Tesla won't be the first electric vehicle company to set up shop in Austin. Before them, there was Jet Industries, which decided to branch out from its usual electric work vans into street cars. According the 24 Hours of Lemons, Jet based its roadgoing EVs off of complete Ford Escorts and Dodge Omni 024s/Plymouth Horizon TC3s (hooray badge engineering!) purchased sans engines. In went stiffer rear suspensions, a series of batteries, an EV1 controller and a 23-horsepower electric forklift motor, but it kept the transmission, which in the Omni-based Electricas was a Volkswagen four-speed transaxle. The top speed? Roughly 55 mph. 

Naturally, Duff Beer's weird mishmash of Austin-hippie electro-dreams and general dodginess found its home in the 24 Hours of Lemons, a series that encourages people to enter cars that never belonged on a race track into amateur endurance races. 

The team has tried numerous upgrades to get their Jet Electrica 007 to go just a bit faster, charge more efficiently and run more reliably. For its first race at Carolina Motorsports Park, the golf cart batteries that came stock in the Electrica were swapped for modern deep-cycle marine batteries. The team had to pause that race when a mouse nest built inside the motor caught on fire and started smoking. Turns out, varmints love to build nests in old EVs, too!

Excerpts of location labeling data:
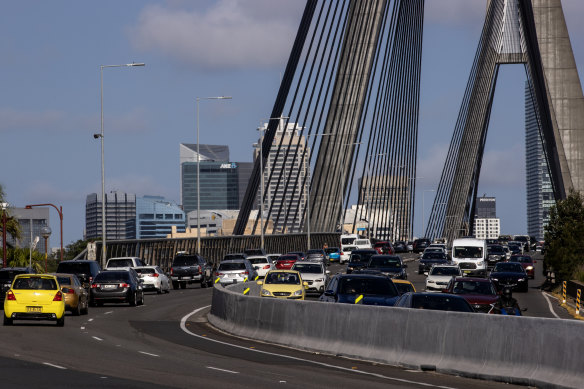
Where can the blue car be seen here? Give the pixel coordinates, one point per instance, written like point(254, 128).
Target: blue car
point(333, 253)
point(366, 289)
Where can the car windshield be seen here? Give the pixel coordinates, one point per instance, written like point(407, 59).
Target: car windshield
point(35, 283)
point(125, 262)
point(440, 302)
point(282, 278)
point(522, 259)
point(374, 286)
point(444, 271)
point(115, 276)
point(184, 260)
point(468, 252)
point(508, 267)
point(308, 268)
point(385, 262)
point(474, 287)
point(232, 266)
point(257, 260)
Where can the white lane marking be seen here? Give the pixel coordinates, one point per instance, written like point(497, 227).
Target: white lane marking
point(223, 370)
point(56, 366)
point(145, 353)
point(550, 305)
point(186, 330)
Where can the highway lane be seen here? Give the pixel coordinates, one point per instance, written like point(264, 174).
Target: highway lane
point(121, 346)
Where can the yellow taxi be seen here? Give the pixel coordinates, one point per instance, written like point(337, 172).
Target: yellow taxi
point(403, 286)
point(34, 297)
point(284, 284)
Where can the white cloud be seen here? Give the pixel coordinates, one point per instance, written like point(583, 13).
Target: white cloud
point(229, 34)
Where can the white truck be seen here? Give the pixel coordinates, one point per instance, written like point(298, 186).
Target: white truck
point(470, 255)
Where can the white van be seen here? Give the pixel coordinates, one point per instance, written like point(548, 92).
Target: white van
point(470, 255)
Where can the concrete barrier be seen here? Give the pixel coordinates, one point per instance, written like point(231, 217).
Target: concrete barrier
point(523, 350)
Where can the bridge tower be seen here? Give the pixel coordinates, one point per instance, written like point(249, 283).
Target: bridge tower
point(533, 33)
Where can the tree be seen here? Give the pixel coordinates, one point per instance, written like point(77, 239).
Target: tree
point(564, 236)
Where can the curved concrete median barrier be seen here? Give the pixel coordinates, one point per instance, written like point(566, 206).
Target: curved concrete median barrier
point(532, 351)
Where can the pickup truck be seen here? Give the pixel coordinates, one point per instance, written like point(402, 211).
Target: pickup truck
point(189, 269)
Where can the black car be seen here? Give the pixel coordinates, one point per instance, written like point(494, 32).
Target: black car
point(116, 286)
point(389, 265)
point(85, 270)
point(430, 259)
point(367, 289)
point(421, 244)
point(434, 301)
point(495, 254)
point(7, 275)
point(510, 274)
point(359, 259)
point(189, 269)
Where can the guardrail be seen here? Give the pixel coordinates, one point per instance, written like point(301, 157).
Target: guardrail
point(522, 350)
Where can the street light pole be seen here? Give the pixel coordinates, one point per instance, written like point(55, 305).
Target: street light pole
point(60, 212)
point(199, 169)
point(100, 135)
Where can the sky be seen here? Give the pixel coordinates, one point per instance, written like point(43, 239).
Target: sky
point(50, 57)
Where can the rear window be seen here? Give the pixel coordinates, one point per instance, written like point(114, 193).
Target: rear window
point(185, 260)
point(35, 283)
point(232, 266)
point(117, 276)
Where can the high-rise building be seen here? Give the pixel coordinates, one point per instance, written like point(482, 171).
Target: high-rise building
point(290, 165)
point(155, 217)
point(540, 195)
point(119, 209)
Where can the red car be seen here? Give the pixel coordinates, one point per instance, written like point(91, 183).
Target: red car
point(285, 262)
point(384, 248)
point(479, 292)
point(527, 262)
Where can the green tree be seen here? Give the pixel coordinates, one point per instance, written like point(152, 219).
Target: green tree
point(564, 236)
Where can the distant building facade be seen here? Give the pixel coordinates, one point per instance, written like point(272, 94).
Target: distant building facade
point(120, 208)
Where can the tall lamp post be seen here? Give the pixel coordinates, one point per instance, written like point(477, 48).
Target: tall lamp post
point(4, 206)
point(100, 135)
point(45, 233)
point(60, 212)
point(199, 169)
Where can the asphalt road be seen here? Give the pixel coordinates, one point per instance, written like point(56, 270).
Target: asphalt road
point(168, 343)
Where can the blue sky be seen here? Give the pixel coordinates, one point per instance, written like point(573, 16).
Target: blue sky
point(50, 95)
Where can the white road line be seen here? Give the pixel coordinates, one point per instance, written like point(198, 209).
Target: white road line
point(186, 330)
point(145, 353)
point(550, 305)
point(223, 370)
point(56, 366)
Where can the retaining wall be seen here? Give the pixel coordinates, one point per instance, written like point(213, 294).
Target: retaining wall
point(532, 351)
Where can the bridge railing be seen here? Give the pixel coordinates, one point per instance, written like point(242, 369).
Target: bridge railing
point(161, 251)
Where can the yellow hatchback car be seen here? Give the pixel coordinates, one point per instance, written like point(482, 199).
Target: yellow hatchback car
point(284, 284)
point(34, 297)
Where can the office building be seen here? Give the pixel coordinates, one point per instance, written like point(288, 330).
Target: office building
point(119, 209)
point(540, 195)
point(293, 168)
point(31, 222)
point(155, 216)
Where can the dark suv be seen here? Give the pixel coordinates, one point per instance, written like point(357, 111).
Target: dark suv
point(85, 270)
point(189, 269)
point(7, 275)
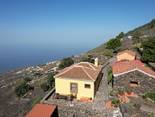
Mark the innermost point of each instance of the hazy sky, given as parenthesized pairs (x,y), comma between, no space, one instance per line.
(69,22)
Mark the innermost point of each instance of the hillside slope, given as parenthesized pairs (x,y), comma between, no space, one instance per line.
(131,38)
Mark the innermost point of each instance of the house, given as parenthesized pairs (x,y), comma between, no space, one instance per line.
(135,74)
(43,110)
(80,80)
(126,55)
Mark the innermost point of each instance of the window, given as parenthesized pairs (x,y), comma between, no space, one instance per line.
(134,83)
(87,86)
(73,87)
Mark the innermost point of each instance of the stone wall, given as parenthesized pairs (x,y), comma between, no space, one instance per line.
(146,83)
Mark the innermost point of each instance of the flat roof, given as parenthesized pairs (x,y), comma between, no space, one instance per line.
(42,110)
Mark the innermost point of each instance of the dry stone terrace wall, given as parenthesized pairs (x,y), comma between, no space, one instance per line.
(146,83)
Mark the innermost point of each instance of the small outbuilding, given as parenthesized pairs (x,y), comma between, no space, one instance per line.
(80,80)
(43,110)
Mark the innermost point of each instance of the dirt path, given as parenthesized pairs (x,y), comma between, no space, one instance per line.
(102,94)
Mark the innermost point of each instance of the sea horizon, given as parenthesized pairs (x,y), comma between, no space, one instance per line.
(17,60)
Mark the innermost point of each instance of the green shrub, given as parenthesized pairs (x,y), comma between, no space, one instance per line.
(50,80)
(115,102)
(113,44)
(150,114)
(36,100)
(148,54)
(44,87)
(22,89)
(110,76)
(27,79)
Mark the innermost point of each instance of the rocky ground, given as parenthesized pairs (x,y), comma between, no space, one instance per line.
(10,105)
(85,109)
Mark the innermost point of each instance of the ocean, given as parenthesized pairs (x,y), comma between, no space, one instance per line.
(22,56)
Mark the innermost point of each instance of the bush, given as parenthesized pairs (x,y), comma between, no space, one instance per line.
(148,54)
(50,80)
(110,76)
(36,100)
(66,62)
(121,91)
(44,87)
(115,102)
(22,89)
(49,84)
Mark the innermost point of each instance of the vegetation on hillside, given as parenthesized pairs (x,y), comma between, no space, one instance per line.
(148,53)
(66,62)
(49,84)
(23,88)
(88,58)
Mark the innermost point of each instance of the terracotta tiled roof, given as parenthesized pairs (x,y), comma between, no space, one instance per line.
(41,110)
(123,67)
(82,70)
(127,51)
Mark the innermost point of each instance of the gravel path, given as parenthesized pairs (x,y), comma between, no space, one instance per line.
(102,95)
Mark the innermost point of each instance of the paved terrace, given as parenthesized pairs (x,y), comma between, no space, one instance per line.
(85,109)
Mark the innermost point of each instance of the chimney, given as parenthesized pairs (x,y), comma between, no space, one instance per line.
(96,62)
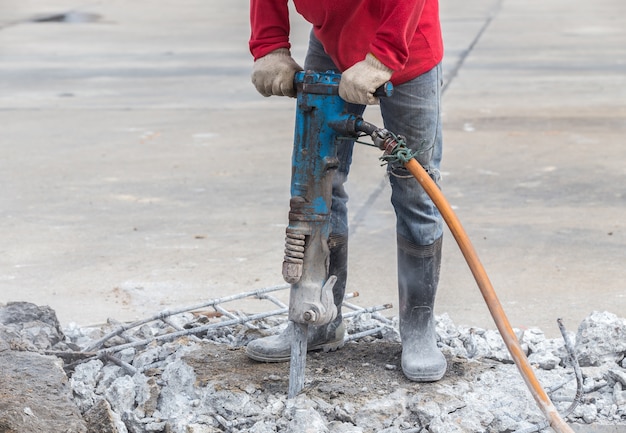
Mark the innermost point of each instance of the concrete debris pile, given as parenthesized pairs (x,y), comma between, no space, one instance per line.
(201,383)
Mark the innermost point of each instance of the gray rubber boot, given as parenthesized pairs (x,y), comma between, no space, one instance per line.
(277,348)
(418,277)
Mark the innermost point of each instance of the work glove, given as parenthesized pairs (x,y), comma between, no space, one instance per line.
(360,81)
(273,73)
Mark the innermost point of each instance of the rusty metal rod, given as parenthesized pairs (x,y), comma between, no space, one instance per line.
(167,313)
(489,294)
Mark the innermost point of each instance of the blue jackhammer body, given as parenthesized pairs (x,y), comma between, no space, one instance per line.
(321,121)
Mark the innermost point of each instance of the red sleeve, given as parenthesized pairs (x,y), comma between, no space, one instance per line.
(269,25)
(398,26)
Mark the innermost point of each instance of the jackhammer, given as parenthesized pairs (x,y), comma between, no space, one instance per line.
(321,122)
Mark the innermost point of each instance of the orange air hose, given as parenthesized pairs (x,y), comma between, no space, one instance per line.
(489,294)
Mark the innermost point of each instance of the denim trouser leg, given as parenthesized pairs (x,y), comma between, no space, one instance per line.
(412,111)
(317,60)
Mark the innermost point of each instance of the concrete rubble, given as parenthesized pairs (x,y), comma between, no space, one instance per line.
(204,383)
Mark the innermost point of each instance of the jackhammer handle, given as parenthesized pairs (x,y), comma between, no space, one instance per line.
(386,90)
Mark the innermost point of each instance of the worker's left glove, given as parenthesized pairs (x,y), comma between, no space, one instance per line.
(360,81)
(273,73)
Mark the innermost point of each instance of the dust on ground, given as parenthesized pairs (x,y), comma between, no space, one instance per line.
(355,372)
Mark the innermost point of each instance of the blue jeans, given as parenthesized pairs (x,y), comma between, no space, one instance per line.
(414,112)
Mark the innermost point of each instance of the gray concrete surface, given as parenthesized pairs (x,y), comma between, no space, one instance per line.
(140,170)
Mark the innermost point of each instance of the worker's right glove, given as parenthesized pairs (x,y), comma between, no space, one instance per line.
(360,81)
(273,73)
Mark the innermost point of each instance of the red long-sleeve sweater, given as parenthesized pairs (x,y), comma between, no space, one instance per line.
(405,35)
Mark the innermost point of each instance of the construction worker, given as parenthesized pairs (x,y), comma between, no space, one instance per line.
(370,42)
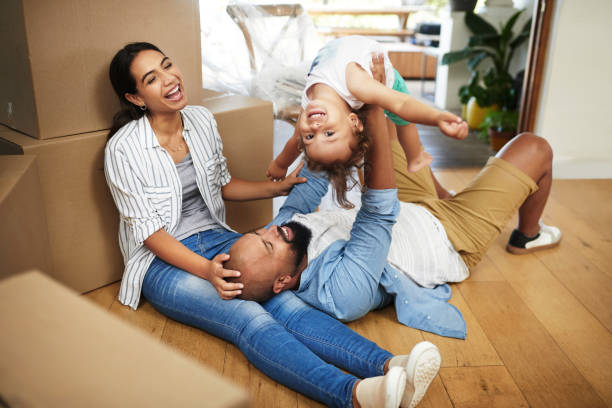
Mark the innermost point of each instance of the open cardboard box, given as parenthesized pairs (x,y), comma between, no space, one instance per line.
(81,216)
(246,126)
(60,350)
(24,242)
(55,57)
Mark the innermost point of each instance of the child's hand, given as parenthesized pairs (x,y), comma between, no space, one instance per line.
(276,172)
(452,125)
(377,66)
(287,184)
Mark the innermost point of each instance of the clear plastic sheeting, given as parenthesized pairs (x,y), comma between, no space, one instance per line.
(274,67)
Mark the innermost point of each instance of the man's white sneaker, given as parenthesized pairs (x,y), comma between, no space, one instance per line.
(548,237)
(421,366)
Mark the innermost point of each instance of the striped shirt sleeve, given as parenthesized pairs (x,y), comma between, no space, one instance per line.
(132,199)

TO BE DONE
A. According to the Jet Industries text, what was the Electrica's approximate top speed?
B. Copy the Jet Industries text between "Tesla won't be" and "Roughly 55 mph.", inclusive.
C. Carry on the Jet Industries text past its final sentence.

ANSWERS BELOW
A. Roughly 55 mph.

B.
Tesla won't be the first electric vehicle company to set up shop in Austin. Before them, there was Jet Industries, which decided to branch out from its usual electric work vans into street cars. According the 24 Hours of Lemons, Jet based its roadgoing EVs off of complete Ford Escorts and Dodge Omni 024s/Plymouth Horizon TC3s (hooray badge engineering!) purchased sans engines. In went stiffer rear suspensions, a series of batteries, an EV1 controller and a 23-horsepower electric forklift motor, but it kept the transmission, which in the Omni-based Electricas was a Volkswagen four-speed transaxle. The top speed? Roughly 55 mph.

C.
They also had to pull in every three or four laps to swap in recharged batteries, and learned along the way that fire ants are extremely attracted to electrical currents—which the small army of chargers (which were originally meant to use with a crop-dusting drone, but had been modified) generated a lot of. 

For what it's worth, this was still safer than the charging setup for Lemons' first electric car, a forklift-motor-swapped Datsun Roadster, which ran at MSR-Houston. The batteries were charging out in the open, and because it's a Gulf coast race, it rained. The race organizers weren't too pleased. 

After getting the full deep-south fire ant experience, Duff Beer moved to an 88-hp brushless motor paired to a Curtis controller and Chevrolet Volt lithium-ion batteries. They're still hot-swapping these batteries in the pits for races, too, as each battery set is on a custom frame that drops in and out of the hatch of the car. 

But wait! Endurance racing an obscure 88-hp EV wasn't enough. They started taking it on the 24 Hours of Lemons' road-based offshoot, the Lemons Rally. Think of the Lemons Rally like a big interstate scavenger hunt. There are start and end points for each night and various roadside attractions and oddities to find along the way. 

I met the team when they did the Florida Man Poker Run Lemons Rally in 2019, where they tried putting a generator in the front of the car to make it a sort of homebrew hybrid. The generator was loud, noisy and right in the driver and passenger's face. Worse yet, the 12 kW charging controller had to sit inside as it couldn't get wet, and the fans that kept it cool essentially acted as a heater for the occupants of the car. Mind you, the rally started in late April and left from Carolina Motorsports Park.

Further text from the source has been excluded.